** start The input **
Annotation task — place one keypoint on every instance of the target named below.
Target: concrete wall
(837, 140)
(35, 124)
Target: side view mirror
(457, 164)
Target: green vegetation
** end The input **
Copy all of the material above, swapping "vegetation" for "foliage" and leaving everything else untouched.

Annotation task — place one keypoint on every instance of the target named below.
Target: concrete wall
(837, 140)
(35, 124)
Target: side view mirror
(457, 164)
Target: green foliage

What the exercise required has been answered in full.